** WHAT THE EXERCISE ASKS **
From the line bearing "jacket shown in the photo above." down to the final line of the records below, give every line again exactly and add nothing.

◇ ◇ ◇ ◇ ◇

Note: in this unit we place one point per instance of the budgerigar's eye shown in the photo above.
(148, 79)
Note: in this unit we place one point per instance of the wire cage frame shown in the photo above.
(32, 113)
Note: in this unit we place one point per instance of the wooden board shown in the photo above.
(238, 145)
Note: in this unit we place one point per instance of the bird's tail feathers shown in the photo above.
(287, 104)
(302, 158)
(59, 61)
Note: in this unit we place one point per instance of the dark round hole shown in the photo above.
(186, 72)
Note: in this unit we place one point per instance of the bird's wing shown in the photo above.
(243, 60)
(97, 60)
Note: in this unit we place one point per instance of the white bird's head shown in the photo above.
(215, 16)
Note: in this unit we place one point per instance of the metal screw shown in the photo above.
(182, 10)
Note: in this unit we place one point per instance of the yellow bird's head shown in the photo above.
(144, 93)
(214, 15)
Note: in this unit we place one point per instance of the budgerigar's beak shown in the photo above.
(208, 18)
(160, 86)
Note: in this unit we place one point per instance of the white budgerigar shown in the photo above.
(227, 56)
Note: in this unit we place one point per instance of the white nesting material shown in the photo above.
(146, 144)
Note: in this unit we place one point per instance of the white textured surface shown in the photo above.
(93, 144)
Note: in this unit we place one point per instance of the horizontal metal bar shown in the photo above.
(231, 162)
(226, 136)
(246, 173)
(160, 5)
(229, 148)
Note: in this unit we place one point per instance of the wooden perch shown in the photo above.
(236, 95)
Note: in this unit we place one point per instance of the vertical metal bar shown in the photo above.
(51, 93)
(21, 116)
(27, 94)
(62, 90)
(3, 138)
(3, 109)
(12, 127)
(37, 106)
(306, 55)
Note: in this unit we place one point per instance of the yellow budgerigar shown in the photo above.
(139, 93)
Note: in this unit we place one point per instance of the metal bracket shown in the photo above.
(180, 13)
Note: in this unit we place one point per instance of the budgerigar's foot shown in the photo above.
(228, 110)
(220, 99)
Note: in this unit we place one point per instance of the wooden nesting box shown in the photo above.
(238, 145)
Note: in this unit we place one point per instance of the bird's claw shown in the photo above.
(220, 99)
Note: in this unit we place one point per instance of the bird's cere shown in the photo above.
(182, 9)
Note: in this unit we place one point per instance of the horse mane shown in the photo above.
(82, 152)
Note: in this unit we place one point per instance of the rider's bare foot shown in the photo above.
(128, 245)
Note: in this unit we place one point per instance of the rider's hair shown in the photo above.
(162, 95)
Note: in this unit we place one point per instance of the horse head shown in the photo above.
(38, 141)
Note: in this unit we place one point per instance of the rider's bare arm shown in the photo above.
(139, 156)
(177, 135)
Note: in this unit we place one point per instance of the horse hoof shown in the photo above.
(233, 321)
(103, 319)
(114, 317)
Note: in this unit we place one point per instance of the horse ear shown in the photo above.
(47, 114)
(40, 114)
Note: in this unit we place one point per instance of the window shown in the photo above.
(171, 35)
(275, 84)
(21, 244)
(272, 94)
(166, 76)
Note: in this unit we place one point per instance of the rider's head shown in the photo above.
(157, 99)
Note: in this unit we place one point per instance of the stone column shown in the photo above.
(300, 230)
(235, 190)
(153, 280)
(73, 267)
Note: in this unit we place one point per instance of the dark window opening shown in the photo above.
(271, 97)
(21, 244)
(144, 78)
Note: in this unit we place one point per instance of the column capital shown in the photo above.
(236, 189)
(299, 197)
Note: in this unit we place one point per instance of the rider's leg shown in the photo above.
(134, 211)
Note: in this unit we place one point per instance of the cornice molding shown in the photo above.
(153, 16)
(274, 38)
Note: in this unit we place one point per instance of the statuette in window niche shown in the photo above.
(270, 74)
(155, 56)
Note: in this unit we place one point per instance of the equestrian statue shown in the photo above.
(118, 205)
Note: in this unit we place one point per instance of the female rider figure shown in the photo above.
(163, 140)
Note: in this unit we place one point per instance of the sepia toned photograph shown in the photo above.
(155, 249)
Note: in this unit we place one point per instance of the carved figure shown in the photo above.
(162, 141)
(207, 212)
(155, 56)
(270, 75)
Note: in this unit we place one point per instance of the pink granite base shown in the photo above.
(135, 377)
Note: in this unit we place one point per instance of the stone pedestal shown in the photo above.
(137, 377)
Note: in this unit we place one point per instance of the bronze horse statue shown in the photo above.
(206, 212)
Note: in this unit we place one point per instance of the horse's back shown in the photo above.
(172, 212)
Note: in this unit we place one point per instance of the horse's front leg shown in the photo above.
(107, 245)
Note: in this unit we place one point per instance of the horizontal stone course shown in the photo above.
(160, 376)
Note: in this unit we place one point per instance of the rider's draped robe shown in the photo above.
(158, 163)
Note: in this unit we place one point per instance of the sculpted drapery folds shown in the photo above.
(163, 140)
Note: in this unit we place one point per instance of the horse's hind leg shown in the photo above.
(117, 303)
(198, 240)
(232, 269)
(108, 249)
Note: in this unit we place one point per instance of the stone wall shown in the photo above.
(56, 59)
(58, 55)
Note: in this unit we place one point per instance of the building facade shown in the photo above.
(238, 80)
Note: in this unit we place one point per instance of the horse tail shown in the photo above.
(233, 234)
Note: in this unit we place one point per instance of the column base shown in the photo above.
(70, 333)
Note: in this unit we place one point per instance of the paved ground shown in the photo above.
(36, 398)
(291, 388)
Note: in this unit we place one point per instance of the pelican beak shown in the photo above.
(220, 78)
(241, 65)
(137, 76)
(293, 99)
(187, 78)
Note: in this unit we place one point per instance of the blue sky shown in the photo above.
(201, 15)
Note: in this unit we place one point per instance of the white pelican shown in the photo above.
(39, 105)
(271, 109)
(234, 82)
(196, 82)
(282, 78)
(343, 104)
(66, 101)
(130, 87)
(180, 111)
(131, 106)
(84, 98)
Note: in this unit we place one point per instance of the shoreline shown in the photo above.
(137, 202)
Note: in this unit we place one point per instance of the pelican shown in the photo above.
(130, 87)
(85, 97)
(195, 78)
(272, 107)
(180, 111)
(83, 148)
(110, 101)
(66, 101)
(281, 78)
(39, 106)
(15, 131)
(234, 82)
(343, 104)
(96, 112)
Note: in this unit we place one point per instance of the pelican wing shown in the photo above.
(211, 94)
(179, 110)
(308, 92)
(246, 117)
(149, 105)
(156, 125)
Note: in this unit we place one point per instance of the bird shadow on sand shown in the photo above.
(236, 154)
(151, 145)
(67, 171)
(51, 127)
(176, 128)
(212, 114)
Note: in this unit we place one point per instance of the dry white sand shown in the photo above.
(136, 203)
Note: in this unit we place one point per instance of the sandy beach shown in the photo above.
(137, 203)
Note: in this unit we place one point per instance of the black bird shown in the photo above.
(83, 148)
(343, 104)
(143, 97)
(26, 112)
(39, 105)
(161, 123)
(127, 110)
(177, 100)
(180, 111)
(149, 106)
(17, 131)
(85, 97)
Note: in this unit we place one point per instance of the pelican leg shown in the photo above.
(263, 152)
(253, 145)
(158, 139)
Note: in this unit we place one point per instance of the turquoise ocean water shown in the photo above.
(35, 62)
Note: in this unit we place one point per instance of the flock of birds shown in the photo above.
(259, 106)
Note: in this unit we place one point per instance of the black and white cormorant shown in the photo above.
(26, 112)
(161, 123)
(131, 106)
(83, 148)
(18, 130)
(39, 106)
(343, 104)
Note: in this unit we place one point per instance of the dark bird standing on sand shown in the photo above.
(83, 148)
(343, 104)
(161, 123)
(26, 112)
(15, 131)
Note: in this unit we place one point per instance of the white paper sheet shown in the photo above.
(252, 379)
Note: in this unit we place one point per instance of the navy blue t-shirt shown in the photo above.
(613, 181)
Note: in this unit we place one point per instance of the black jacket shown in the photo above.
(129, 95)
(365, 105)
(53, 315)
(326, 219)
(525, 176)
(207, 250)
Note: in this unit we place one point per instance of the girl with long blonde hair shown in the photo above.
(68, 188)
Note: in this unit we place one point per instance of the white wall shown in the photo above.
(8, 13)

◇ ◇ ◇ ◇ ◇

** ANSWER BELOW **
Note: in this unit we place one point per instance of the black jacket shown in the photo above.
(129, 95)
(365, 105)
(53, 315)
(326, 219)
(525, 176)
(207, 250)
Note: in this unit we place one point per instance of the girl with long blonde hair shown in the photo above.
(68, 188)
Note: in this unit we place one point per instance of the white wall shown in the photo above.
(8, 13)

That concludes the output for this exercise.